Go through the listing below and copy out every line that contains the string "hand", leaving out all other lines.

◆ Data entries:
▬▬▬
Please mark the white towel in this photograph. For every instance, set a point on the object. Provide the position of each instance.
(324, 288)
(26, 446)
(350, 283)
▬▬▬
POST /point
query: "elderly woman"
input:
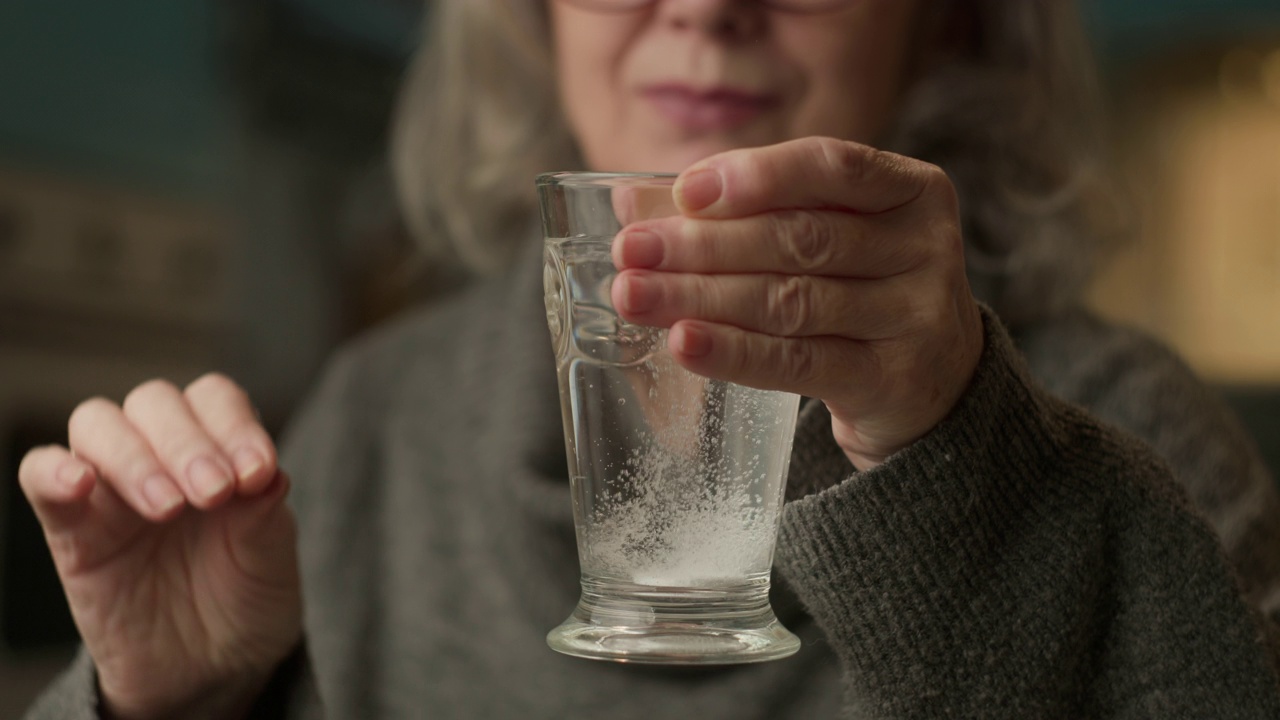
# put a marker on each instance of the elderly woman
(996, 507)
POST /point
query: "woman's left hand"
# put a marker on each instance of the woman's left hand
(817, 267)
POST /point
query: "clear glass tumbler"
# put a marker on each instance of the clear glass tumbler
▬▬▬
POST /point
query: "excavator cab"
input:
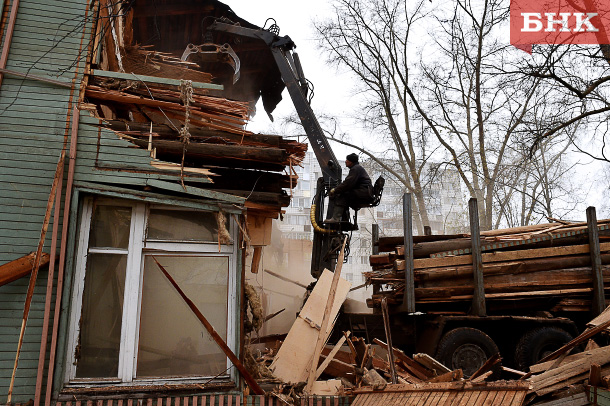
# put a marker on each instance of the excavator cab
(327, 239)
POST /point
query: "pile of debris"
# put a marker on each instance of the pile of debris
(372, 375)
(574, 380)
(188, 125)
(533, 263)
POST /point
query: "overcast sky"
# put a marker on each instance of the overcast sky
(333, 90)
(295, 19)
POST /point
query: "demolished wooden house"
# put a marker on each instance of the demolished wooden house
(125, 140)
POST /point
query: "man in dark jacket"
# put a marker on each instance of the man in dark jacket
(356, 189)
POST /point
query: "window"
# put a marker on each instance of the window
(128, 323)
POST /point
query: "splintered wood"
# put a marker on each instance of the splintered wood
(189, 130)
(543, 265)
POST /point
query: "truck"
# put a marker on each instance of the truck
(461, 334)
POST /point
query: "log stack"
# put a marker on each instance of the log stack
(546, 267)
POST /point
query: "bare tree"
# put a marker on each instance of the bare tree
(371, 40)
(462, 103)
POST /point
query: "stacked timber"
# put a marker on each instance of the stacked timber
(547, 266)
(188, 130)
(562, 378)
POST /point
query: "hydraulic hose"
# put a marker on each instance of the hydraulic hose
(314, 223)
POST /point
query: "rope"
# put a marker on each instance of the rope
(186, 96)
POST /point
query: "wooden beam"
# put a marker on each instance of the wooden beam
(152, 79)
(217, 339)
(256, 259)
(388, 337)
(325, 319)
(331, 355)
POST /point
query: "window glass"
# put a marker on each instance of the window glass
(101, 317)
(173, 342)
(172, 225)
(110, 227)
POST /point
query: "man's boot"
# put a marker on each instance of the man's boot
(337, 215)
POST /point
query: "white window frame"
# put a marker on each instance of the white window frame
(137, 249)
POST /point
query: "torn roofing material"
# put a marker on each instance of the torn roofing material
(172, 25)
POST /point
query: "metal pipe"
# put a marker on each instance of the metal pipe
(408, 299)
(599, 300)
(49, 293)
▬▬▬
◆ Result:
query: "woman's left hand"
# put a marker on each instance of the woman's left hand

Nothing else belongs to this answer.